Required task
Please edit the items below so that every "white baking dish" becomes "white ceramic dish", changing nothing else.

Material for this exercise
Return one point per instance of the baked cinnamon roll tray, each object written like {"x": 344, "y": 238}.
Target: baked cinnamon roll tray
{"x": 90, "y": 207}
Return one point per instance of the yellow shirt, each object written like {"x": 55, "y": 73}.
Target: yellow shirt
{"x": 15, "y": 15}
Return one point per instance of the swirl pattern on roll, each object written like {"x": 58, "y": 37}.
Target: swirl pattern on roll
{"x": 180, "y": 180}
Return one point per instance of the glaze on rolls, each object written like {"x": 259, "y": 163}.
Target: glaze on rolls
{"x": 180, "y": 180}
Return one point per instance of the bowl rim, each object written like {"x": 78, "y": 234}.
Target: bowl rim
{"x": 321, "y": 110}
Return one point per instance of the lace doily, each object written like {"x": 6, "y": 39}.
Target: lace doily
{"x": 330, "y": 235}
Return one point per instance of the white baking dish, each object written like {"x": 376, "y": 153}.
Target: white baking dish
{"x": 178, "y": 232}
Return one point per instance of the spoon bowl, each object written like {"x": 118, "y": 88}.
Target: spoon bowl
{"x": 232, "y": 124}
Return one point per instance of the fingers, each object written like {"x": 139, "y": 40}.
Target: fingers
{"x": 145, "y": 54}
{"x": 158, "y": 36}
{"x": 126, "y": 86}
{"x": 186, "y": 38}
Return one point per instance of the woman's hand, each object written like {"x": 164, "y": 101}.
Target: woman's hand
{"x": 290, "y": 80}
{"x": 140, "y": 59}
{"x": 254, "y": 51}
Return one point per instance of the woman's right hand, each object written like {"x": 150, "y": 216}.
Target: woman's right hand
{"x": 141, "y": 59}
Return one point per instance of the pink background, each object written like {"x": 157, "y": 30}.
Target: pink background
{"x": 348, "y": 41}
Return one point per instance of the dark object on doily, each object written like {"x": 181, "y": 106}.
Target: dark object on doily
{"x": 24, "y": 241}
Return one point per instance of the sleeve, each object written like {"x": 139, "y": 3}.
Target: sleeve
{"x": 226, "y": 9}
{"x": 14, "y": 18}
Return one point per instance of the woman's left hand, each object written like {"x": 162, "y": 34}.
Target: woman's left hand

Task result
Return one point per instance of the baked cinnamon roll tray, each object written like {"x": 344, "y": 238}.
Target: baked cinnamon roll tray
{"x": 90, "y": 207}
Return one point per instance of the yellow shirt, each object written like {"x": 55, "y": 73}.
Target: yellow shirt
{"x": 15, "y": 15}
Return one point per instance of the swirl pattern on roll, each object written like {"x": 58, "y": 37}.
Target: swirl pattern on roll
{"x": 180, "y": 180}
Return one point per instance of the glaze on rolls, each object written like {"x": 259, "y": 163}.
Target: glaze on rolls
{"x": 180, "y": 180}
Return one point per instance of the bowl rim, each object written like {"x": 78, "y": 234}.
Target: bowl rim
{"x": 321, "y": 110}
Return one point per instance of the lace doily, each object written like {"x": 6, "y": 39}.
Target: lace doily
{"x": 330, "y": 235}
Return one point per instance of the white ceramic dish, each object written like {"x": 376, "y": 153}.
Target: white ceramic dish
{"x": 178, "y": 232}
Return one point per instance of the spoon bowl, each object written like {"x": 118, "y": 88}.
Target: spoon bowl
{"x": 232, "y": 124}
Return one point per instance of the fingers, each object written like {"x": 139, "y": 40}.
Target: fingers
{"x": 145, "y": 54}
{"x": 158, "y": 36}
{"x": 126, "y": 86}
{"x": 186, "y": 38}
Return one point per instance of the woman's hand, each object written like {"x": 164, "y": 101}.
Target: woman's hand
{"x": 290, "y": 80}
{"x": 140, "y": 59}
{"x": 254, "y": 51}
Return one point per instance of the woman's right hand, each object written like {"x": 150, "y": 216}.
Target: woman's right hand
{"x": 141, "y": 59}
Return one point per instance of the pink background, each object written like {"x": 157, "y": 30}.
Target: pink background
{"x": 348, "y": 41}
Return one point per instance of the dark object on doily, each object written like {"x": 181, "y": 106}.
Target: dark object on doily
{"x": 24, "y": 241}
Return one point per instance of the sleeve, each object written like {"x": 139, "y": 3}.
Target: sleeve
{"x": 226, "y": 9}
{"x": 14, "y": 18}
Return one point per instance of the woman's left hand, each object written like {"x": 162, "y": 34}.
Target: woman's left hand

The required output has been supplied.